_REQUIRED TASK_
Please transcribe each of the lines below exactly, character for character.
########
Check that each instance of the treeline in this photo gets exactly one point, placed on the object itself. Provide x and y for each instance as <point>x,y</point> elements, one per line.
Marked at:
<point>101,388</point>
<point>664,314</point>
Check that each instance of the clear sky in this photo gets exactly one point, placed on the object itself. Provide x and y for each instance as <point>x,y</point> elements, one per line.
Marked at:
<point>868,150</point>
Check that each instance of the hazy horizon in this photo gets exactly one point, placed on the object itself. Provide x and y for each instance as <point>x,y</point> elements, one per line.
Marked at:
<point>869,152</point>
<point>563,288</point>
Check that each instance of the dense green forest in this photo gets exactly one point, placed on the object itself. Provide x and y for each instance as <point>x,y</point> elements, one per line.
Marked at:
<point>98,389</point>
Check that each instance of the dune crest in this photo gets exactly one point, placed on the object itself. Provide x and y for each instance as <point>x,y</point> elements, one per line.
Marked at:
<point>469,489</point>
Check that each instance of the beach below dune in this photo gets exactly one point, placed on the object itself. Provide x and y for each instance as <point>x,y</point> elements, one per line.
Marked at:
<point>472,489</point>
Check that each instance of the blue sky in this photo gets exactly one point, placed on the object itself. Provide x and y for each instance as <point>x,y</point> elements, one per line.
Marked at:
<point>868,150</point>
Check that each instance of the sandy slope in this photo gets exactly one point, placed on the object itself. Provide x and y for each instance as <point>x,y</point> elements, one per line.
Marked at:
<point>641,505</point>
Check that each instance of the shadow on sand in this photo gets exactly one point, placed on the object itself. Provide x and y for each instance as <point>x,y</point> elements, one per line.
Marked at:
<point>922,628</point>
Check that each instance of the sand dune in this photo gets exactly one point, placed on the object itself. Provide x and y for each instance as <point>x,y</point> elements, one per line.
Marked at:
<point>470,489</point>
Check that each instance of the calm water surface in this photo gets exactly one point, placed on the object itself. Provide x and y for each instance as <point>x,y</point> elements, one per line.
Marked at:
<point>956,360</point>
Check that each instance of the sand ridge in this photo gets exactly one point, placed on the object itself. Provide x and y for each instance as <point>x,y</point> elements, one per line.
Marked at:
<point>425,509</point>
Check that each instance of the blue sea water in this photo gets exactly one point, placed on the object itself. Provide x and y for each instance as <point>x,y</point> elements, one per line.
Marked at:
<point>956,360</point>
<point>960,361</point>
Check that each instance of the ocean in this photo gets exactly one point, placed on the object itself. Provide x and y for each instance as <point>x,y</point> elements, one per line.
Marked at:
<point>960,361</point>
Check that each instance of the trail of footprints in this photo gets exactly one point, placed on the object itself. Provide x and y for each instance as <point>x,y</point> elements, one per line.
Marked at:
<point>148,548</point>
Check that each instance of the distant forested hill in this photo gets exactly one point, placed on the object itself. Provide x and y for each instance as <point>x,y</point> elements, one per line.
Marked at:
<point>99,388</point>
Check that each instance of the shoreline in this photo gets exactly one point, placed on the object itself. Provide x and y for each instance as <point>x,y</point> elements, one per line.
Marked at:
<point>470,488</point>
########
_OUTPUT BELOW_
Check that each instance of the treeline in this photo gets exactly one point, placed on the object itself. Provide x and y for each instance as <point>x,y</point> elements, one per line.
Marked at:
<point>101,388</point>
<point>664,314</point>
Check that each instance of the clear sky in this photo gets exactly one point, placed on the object itself. Provide x and y for each instance as <point>x,y</point> elements, one per line.
Marked at:
<point>868,150</point>
Check that each instance of the hazy horizon in this photo gets exactly one point, placed on the object itself. Provide x and y for each instance as <point>x,y</point> elements, one per line.
Marked at:
<point>869,152</point>
<point>563,288</point>
Check that each instance of the dense green forest in this photo gets exactly one point, placed on the object itself. Provide x and y for each instance as <point>x,y</point> elements, one per line.
Marked at:
<point>98,389</point>
Check that each instance of the dune crest in this photo gets exactly one point, placed on the object itself. Provide x and y for each instance as <point>x,y</point> elements, one per line.
Marked at:
<point>469,489</point>
Check that each instance of the beach below dune in this photo gets exactly one point, placed on the object itself. Provide x and y for each instance as <point>x,y</point> elements, one per line.
Marked at:
<point>472,489</point>
Check that each instance of the blue sky in this photo gets exactly one point, placed on the object itself. Provide x and y for each instance as <point>x,y</point> elements, one per line.
Marked at:
<point>868,150</point>
Check that each instance of the sandy slope in this photo gets exactly one point, placed on the object itself. Provide x and y for each instance as <point>x,y</point> elements, one per line.
Marked at:
<point>641,505</point>
Check that each instance of the shadow on sand in this photo gets exactly one point, placed on the object itself. Provide x and y for each instance as <point>x,y</point> elements, one per line.
Marked at:
<point>922,628</point>
Check that each instance of the sand dune in this photo gets exactly one point, placed on the object itself. Provide x and y for each instance as <point>x,y</point> elements, one per line.
Marked at:
<point>470,489</point>
Check that each instance of the calm water surface in this photo gets exactly one point, placed on the object itself. Provide x and y for each instance as <point>x,y</point> elements, one per line.
Marked at:
<point>956,360</point>
Check that each instance of the sand ridge in this photo gets exactly one point, placed on the object itself. Provide x and y for each instance as <point>x,y</point> elements, one per line.
Marked at:
<point>425,509</point>
Check that each instance of the blue sea water in this photo gets exactly one point, placed on the object itself. Provide x and y for each instance as <point>x,y</point> elements, one per line.
Marked at:
<point>956,360</point>
<point>960,361</point>
Check that each instance of the ocean in this photo gets exactly one point, placed on the object itself. Provide x and y for each instance as <point>x,y</point> elements, one per line.
Marked at:
<point>960,361</point>
Check that each instance of the trail of footprints in this photo gets exactly one point, placed on the object itself. Provide x and y for each instance as <point>x,y</point> elements, one per line.
Marked at:
<point>148,548</point>
Check that each instance of the distant forested hill in this photo gets exactly one point, placed on the object itself. Provide x and y for each instance as <point>x,y</point> elements, one per line.
Marked at:
<point>99,388</point>
Check that each instance of the shoreline in this photo gets exactly one point, placed on the object itself. Provide x and y for each instance as <point>x,y</point> elements, one per line.
Marked at:
<point>470,488</point>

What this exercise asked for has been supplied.